- [EXTRACT TO READ]:
◇ ◇ ◇ ◇ ◇
Eventually my self-destruction "paid off," and my cousin noticed and brought me to the hospital. My parents were called and I was admitted to a private hospital for overnight observation. It was here, in the temporary feeling of sanctuary that the hospital gave, that I first told someone what had happened to me. I began getting treatment for post-traumatic stress disorder (PTSD) and depression linked to the incident, yet I still refused to give the identity of the man who hurt me.
Over the years, I have for the most part resolved and recovered from my PTSD. I have not had a flashback in over two years and have relinquished much of my fear of other people, my self, and my perpetrator. However, it seems that to a large extent, the fear I experience in my day to day life is a lingering effect of both my trauma and my childhood with an alcoholic parent. In order to resolve issues of my past which have driven me into a life of fearful action and reaction, I must heed Louise DeSalvo's (1999) advice and deeply explore my pain and fear. She writes in her book, Writing As A Way of Healing: How Telling Our Stories Transforms Our Lives, about how writing can influence healing that in order to achieve healing, we must "go with our pain and into it; we observe it and examine it in detail" (1999:52). It is now my goal (one that I am fearful to set for myself, might I add) to examine and interpret this fear using a sociological imagination, applying various conceptual lenses in sociological theory. On the microsociological and macrosociological levels, I will try to relate my personal troubles surrounding my fear to larger social issues. In doing this, I hope to not only achieve a better sense of the fear in my own life, but also shed some light on issues of fear in society as a whole. In doing so, I may find that I am not alone, that others are dealing with similar issues, and that we can mutually learn from our experiences.
II. Phenomenology of Fear
I find it helpful to first look at my fear through the lens of phenomenology, taking a step back to treat my fear as problematic and examine how I experience and apprehend my fear from the standpoint of a stranger who is new to this life. I must question my assumptions regarding fear's origins and continuation, observing it as if I were outside of my self.
◇ ◇ ◇ ◇ ◇
- [THE DATA]:
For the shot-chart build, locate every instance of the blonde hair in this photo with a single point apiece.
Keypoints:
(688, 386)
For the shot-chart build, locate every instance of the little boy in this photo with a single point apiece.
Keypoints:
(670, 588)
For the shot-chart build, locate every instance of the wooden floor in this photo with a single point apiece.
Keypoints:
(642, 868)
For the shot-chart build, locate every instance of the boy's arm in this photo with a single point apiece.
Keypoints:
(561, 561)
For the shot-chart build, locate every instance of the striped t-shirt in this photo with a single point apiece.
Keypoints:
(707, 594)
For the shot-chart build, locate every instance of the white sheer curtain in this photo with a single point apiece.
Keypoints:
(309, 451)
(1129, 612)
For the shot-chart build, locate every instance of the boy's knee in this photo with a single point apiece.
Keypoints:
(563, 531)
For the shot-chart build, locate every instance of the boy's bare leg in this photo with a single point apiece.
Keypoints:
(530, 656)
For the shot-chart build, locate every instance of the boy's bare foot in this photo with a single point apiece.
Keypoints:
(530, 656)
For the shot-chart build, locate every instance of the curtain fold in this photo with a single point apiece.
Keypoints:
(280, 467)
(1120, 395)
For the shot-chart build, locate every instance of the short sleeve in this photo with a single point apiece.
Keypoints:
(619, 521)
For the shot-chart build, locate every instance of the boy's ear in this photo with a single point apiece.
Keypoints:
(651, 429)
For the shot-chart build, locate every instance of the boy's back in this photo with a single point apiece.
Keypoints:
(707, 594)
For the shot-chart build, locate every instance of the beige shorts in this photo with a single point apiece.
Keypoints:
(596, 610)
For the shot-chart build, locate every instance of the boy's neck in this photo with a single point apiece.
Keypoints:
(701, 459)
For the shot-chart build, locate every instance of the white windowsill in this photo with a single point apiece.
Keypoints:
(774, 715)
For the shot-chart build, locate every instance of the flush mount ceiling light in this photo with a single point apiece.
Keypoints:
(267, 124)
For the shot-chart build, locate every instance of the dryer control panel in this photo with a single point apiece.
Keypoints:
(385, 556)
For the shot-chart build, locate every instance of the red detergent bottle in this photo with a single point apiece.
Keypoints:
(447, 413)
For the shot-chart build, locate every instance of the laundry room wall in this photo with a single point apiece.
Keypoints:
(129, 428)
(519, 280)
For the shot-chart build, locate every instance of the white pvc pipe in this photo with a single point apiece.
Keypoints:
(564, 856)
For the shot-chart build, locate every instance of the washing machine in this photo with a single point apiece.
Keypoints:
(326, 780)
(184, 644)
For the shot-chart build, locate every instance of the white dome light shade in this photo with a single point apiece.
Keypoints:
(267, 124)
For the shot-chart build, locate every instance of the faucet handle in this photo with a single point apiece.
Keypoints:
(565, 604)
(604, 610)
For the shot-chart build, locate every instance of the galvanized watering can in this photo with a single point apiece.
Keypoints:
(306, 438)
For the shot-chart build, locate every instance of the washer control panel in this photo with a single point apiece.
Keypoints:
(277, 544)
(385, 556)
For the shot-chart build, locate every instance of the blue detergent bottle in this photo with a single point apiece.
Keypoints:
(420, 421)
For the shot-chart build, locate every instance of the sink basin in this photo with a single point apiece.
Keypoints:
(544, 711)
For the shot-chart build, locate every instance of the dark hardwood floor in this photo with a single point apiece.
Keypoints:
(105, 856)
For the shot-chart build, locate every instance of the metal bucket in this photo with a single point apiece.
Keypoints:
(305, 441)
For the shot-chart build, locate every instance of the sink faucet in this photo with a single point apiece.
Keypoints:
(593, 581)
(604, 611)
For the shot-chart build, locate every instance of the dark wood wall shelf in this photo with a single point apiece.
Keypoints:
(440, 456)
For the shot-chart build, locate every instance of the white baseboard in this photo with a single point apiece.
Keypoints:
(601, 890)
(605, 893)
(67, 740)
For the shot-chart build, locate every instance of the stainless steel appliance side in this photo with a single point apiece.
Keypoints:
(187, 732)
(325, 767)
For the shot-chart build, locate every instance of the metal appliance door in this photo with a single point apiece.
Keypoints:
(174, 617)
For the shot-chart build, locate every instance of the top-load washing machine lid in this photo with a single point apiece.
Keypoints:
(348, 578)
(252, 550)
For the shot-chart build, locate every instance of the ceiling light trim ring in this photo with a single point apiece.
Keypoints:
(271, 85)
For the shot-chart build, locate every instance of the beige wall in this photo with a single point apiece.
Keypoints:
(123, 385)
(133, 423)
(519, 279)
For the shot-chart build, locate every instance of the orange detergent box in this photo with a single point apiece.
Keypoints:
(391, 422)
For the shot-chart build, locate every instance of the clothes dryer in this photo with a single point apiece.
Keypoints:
◇ ◇ ◇ ◇ ◇
- [PROBLEM DETAILS]:
Reproduce the personal essay on fear from "Eventually my self-destruction" to "who hurt me.", substituting "clinic" for every "hospital".

- [EXERCISE OUTPUT]:
Eventually my self-destruction "paid off," and my cousin noticed and brought me to the clinic. My parents were called and I was admitted to a private clinic for overnight observation. It was here, in the temporary feeling of sanctuary that the clinic gave, that I first told someone what had happened to me. I began getting treatment for post-traumatic stress disorder (PTSD) and depression linked to the incident, yet I still refused to give the identity of the man who hurt me.